Source

Monday 1 March 2010

the truth is in global...

it just seems nobody dares to say so!


Keeping yourself informed is easy. News nowadays are mostly dyed information but the wwweb's capacity, provided it is left uncensored and you are willing to dig deeper, helps to round up one's picture, one's views.

When it comes to our current problems there must be a certain level of agreement amongst global intelligence - referring to brains' capacities - which explains why very rarely the global scale of our crunch(es) makes the headlines.

Greece is discussed at length, the longer the more abstruse and offensive but with no solutions while sovereign debts of all global and definitely all wanna-be global players are way past comprehension; once the weakest link gives the rest will be waste paper.

UK's economic figures from growth to export, unemployment to imports are discussed same as bail out and stimulus packages as if we would live on an island in economic isolation (sorry, no jokes, please). At the same time Prudential purchases AIG's AIA (AIG's Asian business) and one of the first question is whether Pru's headquarter might be relocated to Asia.


Britain's Gilts lose Triple A lustre for investors hits the headline today accompanied by comments trying to comfort the readers with Britain's' level of debt and its servicing costs allegedly being more favorable than that of other triple A rated economies; tripe "A"? Who? We? Really? How much longer? What for? Why? What a relief!

Pound suffers sharpest fall in more than a year as prospect of hung parliament looms: is it really the British polls that make the currency tumble? Is it not rather the trust in a country and its economic strength? The trust that the global competitors are lacking? Or the rest of the trust the global gamblers are betting against? What is left of the City's corona and the nation's export strength - what of its political and economical influence?

Raw records
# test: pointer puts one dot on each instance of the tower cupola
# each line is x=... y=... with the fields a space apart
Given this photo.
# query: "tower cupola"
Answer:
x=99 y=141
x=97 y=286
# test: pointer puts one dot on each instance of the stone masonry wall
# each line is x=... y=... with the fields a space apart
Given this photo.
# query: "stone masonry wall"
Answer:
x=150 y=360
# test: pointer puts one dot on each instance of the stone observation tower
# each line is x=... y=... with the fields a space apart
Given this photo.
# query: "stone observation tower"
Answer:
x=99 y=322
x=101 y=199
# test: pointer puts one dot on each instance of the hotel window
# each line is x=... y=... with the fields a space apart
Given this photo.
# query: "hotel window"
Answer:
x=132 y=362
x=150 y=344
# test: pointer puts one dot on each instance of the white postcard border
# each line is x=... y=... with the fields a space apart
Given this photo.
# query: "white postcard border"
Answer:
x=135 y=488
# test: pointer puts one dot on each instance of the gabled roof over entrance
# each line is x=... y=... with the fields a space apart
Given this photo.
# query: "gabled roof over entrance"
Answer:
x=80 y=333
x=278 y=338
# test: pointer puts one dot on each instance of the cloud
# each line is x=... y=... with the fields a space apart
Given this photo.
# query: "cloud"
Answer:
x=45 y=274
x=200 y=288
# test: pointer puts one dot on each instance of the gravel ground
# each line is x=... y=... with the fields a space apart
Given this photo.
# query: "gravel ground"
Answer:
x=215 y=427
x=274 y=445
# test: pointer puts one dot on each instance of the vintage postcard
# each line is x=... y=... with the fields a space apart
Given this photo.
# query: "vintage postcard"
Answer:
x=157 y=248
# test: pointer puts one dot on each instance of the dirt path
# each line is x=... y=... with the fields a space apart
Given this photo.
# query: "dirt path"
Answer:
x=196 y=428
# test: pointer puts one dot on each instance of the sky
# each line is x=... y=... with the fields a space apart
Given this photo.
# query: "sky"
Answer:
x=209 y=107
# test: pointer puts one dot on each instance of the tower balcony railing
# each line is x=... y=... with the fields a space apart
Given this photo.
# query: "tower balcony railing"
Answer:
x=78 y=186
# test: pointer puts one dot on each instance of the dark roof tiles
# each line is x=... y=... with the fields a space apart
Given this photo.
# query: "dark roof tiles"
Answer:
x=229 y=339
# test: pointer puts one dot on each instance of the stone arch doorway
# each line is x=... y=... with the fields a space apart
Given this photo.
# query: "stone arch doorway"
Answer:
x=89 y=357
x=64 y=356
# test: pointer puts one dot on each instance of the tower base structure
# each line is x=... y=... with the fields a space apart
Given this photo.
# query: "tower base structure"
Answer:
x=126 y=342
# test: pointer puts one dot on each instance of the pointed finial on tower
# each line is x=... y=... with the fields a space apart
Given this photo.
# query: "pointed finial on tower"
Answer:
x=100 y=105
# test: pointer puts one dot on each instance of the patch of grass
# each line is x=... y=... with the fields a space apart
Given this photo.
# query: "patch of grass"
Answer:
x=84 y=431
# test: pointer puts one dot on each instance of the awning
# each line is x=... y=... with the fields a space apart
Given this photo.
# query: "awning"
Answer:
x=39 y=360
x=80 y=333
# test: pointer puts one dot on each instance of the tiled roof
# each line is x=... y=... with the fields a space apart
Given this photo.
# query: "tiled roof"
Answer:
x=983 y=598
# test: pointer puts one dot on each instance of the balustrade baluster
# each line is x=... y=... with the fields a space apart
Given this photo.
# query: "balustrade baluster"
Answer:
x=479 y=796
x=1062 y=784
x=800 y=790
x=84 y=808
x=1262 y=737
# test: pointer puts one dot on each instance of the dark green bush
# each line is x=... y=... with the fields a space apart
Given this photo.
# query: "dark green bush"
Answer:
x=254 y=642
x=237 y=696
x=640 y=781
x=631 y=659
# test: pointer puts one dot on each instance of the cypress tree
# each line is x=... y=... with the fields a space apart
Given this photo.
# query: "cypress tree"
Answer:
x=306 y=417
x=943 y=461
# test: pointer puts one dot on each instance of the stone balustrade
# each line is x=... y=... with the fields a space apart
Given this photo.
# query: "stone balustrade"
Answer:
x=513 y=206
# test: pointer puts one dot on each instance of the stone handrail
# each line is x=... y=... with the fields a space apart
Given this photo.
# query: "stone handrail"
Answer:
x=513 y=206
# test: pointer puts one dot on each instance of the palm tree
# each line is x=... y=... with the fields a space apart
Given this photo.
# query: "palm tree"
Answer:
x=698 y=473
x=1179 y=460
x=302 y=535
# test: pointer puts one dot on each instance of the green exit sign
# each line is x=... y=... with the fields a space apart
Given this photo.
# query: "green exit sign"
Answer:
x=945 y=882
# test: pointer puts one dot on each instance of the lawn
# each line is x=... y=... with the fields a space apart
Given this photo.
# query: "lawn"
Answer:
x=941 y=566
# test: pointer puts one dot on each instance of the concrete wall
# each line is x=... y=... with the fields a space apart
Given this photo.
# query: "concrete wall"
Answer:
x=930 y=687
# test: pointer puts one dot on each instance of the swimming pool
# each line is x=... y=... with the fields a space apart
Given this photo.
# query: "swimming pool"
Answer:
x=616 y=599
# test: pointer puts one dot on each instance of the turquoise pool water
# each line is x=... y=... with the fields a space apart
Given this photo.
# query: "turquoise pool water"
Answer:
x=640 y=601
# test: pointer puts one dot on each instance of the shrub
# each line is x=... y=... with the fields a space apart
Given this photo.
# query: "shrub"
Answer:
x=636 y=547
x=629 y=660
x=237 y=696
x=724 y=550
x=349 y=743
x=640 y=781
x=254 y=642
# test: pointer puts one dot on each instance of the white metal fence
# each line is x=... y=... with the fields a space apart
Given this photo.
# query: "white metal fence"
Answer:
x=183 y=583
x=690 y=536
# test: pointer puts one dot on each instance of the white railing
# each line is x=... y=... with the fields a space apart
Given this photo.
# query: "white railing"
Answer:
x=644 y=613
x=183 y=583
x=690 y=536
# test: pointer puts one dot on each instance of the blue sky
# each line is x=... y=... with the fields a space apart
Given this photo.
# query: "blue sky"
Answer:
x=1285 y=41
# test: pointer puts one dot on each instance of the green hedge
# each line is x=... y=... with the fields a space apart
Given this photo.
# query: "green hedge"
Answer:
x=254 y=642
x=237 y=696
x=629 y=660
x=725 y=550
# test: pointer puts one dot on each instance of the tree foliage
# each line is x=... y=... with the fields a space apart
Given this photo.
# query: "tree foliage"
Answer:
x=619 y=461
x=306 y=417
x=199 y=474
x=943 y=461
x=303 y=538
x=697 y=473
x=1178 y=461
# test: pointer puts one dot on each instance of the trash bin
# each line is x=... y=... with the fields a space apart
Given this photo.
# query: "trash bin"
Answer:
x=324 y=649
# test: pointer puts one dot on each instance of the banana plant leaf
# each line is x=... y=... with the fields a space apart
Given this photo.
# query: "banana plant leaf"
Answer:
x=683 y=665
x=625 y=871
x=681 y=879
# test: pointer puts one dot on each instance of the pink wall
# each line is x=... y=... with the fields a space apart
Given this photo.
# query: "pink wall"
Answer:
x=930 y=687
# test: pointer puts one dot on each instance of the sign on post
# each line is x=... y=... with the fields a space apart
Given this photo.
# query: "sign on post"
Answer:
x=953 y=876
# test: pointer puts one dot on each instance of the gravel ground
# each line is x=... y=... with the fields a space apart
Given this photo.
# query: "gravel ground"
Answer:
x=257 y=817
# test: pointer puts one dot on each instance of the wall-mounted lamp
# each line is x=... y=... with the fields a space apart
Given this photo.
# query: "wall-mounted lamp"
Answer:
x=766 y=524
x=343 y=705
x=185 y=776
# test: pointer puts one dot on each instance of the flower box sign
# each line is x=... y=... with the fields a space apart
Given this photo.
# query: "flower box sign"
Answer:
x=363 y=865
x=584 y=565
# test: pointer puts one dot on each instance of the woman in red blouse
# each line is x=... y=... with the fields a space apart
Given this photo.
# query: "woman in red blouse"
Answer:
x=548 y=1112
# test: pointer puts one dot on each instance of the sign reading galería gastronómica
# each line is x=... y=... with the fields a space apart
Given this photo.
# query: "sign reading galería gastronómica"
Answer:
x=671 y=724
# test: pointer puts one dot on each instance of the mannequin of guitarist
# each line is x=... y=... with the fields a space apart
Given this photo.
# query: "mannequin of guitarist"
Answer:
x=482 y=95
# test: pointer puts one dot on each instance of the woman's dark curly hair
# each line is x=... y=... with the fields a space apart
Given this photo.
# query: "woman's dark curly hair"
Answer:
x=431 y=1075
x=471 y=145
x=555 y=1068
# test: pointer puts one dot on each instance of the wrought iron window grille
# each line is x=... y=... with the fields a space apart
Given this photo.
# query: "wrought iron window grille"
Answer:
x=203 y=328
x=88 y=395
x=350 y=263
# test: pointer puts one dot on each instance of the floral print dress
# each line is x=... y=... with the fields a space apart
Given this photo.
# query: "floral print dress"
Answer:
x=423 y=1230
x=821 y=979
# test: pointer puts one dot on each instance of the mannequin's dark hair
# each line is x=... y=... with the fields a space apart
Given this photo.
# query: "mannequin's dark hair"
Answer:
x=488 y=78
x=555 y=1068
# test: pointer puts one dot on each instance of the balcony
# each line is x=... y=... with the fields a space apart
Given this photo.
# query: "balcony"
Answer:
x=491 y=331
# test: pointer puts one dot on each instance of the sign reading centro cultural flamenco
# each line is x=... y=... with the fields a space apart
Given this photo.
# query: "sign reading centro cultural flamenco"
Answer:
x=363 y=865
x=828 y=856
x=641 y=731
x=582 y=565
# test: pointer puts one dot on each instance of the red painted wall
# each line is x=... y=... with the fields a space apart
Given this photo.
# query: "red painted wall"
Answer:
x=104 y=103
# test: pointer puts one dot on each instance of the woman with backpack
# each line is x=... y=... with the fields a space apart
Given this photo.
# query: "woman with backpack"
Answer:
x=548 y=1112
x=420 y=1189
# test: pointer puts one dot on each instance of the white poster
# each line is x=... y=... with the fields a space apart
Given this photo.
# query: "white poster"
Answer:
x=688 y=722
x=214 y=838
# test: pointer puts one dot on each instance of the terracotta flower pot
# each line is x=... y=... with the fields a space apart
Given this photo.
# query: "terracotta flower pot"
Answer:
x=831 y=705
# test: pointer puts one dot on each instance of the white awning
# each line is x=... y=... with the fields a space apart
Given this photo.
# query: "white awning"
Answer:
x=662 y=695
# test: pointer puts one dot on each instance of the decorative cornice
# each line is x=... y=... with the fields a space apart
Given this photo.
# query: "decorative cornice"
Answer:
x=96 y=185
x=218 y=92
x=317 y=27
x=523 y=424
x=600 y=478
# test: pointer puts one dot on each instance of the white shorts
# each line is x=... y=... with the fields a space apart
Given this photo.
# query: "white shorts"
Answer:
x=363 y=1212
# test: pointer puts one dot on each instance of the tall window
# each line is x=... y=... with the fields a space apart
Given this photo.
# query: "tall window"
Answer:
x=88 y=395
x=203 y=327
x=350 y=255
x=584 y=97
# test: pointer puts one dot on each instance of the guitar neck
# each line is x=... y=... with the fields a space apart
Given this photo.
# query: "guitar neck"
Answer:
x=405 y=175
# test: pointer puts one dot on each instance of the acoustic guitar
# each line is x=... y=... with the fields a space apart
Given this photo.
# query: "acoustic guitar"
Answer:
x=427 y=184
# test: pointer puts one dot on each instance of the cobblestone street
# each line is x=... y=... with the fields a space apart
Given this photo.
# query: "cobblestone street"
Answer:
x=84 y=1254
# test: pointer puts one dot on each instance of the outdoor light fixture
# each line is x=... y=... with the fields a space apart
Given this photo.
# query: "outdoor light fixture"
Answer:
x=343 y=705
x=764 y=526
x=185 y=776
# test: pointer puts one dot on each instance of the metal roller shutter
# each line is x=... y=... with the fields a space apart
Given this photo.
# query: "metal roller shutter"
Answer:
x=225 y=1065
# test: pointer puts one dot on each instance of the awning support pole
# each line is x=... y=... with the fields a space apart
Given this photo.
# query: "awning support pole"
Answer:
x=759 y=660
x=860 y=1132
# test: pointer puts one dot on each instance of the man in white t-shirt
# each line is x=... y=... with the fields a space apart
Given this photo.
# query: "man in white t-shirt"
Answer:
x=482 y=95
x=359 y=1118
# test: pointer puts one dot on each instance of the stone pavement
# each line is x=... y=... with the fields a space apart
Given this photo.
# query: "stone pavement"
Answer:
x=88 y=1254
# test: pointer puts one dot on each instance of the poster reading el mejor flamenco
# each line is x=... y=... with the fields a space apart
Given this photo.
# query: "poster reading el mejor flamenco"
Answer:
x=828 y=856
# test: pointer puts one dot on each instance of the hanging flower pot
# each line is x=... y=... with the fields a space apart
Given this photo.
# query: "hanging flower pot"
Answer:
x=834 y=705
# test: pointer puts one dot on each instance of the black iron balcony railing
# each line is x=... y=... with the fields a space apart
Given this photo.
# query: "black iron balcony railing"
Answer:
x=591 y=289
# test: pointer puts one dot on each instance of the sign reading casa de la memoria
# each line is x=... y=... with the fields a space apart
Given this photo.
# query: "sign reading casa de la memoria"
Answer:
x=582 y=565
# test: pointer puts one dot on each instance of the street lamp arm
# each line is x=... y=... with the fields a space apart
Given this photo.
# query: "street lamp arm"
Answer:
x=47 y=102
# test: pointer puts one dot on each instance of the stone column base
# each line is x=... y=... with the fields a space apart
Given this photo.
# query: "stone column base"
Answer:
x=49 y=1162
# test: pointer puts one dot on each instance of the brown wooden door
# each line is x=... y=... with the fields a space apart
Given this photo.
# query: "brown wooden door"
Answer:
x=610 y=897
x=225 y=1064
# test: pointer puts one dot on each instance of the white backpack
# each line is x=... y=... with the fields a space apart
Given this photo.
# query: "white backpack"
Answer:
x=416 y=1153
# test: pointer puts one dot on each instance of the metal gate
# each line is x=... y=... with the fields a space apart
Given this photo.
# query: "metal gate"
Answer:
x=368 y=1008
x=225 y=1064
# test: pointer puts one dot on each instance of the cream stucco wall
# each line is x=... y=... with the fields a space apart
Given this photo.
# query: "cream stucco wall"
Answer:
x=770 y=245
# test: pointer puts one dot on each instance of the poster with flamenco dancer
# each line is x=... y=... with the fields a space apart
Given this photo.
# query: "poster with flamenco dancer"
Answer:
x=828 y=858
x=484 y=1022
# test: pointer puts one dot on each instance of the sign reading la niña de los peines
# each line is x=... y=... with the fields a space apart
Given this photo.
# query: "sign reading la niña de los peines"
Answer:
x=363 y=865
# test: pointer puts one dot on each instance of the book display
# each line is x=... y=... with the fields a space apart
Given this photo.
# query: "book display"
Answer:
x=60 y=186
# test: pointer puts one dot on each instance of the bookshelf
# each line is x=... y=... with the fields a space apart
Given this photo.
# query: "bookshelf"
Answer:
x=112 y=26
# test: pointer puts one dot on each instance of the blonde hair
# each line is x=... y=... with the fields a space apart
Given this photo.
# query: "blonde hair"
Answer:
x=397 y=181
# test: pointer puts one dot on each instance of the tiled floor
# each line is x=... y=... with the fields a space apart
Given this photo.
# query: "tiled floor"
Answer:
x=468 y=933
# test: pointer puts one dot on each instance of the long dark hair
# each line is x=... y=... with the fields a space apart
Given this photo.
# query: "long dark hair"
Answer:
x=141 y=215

Tasks to perform
**a.** List the economic figures the blog post says are discussed for the UK.
**b.** In the blog post, replace "Greece" with "Portugal" in the passage from "Monday 1 March" to "be waste paper.".
**c.** Decide whether each statement agrees with the blog post, and back each verdict with its exact words: (i) Prudential is buying AIG's Asian business. (ii) Greece is discussed along with clear solutions. (iii) The pound has risen sharply.
Use only the blog post to answer.

Responses in order
**a.** growth, export, unemployment, imports

**b.**
Monday 1 March 2010

the truth is in global...

it just seems nobody dares to say so!


Keeping yourself informed is easy. News nowadays are mostly dyed information but the wwweb's capacity, provided it is left uncensored and you are willing to dig deeper, helps to round up one's picture, one's views.

When it comes to our current problems there must be a certain level of agreement amongst global intelligence - referring to brains' capacities - which explains why very rarely the global scale of our crunch(es) makes the headlines.

Portugal is discussed at length, the longer the more abstruse and offensive but with no solutions while sovereign debts of all global and definitely all wanna-be global players are way past comprehension; once the weakest link gives the rest will be waste paper.

**c.**
(i) Yes: "Prudential purchases AIG's AIA (AIG's Asian business)"
(ii) No: "Greece is discussed at length, the longer the more abstruse and offensive but with no solutions"
(iii) No: "Pound suffers sharpest fall in more than a year"